→ **To be done**: Can you reproduce verbatim the lines of the entries below, from the line containing "If you could tag the long" through the last line of the entries, including both ends?

··· Dataset excerpts ···

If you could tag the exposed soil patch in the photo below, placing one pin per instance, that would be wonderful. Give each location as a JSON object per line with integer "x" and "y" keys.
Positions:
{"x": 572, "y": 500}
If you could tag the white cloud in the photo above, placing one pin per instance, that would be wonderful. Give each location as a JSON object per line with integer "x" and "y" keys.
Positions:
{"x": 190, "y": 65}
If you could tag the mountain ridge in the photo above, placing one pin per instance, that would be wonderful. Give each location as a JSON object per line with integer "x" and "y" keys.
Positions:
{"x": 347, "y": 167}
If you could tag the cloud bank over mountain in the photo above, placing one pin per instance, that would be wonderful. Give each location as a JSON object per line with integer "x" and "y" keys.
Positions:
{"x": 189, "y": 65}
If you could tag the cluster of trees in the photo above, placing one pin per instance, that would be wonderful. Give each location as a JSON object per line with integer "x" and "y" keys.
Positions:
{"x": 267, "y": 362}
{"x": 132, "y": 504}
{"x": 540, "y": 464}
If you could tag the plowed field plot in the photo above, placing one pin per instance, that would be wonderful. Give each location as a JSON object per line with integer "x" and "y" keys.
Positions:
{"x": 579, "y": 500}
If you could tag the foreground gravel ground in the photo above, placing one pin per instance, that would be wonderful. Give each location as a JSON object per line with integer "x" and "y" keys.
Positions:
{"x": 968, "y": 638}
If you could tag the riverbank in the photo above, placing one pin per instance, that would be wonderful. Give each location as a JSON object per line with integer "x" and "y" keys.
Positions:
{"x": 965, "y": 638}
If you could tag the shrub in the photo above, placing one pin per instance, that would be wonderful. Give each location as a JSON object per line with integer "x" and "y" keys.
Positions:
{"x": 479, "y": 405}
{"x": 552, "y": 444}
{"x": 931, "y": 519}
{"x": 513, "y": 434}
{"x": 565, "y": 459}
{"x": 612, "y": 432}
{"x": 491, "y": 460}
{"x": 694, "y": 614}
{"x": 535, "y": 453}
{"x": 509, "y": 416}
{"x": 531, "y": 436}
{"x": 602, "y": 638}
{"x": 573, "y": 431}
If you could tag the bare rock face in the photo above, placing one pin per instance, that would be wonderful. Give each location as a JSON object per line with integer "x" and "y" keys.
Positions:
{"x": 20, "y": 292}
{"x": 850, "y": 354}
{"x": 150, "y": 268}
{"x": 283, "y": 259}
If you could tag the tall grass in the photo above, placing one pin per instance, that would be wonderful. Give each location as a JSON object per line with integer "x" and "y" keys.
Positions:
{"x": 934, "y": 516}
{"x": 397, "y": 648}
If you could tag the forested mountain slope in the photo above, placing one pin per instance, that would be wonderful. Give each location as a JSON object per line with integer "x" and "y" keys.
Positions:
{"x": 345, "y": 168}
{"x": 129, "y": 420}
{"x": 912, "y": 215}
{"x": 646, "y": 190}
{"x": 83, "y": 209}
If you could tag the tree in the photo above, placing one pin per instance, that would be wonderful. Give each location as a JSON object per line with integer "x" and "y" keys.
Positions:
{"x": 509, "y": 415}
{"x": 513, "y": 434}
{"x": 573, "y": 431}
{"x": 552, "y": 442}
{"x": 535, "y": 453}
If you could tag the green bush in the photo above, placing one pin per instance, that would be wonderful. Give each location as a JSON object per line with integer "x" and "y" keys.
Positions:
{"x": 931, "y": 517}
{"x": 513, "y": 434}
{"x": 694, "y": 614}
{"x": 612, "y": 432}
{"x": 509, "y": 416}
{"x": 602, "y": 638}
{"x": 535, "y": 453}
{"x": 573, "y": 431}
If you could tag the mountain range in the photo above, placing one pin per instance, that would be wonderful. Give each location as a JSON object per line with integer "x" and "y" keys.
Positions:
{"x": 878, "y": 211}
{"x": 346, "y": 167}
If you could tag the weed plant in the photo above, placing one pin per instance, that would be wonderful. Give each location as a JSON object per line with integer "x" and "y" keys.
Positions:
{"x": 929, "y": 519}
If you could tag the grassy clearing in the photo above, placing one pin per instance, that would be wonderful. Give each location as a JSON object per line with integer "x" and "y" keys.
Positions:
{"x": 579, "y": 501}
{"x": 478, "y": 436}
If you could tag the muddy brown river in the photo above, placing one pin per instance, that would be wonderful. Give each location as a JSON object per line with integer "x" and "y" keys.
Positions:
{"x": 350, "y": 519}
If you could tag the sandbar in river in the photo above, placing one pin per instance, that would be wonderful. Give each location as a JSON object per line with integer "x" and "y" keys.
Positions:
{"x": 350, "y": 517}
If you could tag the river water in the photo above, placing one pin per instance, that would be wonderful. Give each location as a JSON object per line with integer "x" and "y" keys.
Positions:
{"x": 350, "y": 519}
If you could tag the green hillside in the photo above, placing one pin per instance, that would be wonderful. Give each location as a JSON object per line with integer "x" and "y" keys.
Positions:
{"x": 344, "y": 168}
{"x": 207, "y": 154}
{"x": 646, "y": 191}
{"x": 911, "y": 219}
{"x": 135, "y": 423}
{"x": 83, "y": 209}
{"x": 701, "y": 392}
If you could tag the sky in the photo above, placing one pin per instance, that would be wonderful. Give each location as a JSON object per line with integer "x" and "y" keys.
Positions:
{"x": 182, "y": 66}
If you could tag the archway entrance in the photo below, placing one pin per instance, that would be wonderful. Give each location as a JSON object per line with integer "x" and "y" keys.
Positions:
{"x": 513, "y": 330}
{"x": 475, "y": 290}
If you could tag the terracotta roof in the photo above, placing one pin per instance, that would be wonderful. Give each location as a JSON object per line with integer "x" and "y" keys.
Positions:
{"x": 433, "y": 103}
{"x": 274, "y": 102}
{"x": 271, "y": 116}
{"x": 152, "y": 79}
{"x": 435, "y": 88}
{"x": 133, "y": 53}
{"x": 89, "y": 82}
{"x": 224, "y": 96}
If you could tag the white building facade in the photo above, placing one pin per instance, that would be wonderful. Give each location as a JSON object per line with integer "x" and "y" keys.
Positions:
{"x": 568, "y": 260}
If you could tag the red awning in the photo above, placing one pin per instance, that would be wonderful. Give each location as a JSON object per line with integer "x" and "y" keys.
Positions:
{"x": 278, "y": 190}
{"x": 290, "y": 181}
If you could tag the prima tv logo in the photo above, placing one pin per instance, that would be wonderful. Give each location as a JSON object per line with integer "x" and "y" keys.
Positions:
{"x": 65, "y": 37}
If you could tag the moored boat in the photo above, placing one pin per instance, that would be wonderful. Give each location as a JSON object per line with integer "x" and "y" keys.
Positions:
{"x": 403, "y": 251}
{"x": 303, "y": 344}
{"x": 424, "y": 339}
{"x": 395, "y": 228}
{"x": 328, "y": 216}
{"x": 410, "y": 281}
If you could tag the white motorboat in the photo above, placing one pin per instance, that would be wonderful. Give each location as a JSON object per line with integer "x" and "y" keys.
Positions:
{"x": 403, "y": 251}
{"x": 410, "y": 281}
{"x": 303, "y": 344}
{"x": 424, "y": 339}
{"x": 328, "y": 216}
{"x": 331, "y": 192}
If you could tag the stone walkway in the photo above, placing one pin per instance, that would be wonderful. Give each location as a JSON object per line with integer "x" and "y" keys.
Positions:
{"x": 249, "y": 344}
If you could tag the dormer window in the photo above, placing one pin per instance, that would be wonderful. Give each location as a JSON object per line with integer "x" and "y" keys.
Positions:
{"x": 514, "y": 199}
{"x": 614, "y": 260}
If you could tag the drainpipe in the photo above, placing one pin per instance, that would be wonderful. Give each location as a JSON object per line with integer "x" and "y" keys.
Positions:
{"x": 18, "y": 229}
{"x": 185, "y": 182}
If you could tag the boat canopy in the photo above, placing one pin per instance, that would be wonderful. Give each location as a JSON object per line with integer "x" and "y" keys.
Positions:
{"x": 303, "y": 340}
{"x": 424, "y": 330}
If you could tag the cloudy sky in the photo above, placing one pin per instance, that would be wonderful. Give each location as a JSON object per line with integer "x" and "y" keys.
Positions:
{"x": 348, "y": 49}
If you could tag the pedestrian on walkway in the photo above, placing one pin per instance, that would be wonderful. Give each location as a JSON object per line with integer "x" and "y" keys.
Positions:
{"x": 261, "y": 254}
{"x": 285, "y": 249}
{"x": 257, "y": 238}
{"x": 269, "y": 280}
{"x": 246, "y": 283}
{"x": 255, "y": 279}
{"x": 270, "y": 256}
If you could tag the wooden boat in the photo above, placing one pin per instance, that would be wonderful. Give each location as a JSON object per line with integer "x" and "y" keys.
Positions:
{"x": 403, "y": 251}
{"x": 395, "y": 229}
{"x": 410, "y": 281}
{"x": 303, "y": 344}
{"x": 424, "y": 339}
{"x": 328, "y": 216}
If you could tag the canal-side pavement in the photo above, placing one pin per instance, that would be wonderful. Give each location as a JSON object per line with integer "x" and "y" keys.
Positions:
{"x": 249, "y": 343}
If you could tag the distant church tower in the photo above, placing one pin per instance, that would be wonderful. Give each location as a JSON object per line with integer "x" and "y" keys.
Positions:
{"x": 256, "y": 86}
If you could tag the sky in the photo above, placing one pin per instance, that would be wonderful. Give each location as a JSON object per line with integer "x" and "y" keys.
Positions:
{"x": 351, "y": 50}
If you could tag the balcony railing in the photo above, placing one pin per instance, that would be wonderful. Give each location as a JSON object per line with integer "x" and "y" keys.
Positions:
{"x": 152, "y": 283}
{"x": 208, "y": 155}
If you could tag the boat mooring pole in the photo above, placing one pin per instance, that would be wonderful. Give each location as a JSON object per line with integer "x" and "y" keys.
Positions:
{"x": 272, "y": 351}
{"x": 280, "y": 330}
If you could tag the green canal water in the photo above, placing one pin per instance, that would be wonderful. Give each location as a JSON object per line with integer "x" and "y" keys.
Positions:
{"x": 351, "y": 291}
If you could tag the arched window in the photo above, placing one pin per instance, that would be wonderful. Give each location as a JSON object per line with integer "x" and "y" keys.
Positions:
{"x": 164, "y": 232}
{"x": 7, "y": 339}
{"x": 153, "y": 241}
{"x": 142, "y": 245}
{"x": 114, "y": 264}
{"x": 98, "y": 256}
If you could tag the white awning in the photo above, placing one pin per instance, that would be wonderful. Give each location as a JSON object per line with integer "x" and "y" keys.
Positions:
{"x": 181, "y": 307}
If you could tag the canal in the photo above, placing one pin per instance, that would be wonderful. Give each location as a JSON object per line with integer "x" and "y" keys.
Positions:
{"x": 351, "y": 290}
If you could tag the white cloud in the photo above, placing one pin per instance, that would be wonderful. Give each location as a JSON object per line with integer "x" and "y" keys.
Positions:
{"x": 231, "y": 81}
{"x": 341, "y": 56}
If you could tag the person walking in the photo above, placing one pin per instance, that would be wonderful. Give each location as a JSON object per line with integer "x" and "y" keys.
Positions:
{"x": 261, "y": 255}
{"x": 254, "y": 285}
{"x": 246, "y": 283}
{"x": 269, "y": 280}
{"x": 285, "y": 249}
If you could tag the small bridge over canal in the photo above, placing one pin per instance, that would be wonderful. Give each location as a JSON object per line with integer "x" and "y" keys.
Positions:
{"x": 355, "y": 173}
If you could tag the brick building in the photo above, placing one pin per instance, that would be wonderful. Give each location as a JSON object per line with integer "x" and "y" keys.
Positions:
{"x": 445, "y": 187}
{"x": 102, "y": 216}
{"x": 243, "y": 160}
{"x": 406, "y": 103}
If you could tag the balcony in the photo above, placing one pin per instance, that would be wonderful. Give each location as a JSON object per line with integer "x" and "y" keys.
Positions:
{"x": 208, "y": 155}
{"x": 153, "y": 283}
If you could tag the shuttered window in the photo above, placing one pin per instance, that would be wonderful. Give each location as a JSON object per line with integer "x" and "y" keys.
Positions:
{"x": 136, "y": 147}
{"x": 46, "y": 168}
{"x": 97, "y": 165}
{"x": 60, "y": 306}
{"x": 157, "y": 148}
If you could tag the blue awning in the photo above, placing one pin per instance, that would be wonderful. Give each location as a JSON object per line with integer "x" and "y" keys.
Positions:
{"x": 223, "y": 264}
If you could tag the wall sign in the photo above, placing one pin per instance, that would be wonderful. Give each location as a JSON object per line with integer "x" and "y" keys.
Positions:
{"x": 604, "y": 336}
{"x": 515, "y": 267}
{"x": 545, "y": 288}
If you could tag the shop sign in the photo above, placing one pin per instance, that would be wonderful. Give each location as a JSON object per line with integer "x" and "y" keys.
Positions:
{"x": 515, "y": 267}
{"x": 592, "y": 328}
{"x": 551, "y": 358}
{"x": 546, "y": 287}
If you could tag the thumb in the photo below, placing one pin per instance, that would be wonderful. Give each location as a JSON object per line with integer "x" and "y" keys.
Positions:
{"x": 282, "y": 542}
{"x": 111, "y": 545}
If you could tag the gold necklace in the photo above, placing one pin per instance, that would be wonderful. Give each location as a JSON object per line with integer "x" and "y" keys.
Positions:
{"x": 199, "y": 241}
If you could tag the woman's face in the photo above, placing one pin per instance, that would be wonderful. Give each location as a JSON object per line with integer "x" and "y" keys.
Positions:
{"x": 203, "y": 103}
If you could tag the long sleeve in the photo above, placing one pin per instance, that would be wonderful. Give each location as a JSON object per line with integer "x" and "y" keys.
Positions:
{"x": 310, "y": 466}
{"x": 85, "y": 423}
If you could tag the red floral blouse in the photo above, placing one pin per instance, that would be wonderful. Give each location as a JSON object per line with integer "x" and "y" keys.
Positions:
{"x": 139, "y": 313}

···

→ **Final result**:
If you could tag the long sleeve in the photo above, placing one pin per instance, that would be wonderful. Give each location as a JSON object per line with integer "x" and "y" keys.
Positions:
{"x": 310, "y": 466}
{"x": 85, "y": 423}
If you could tag the red floral blouse in the photo above, placing one pin per instance, that would be wonderful. Give each location as a JSON object per line with integer "x" and "y" keys.
Positions:
{"x": 139, "y": 313}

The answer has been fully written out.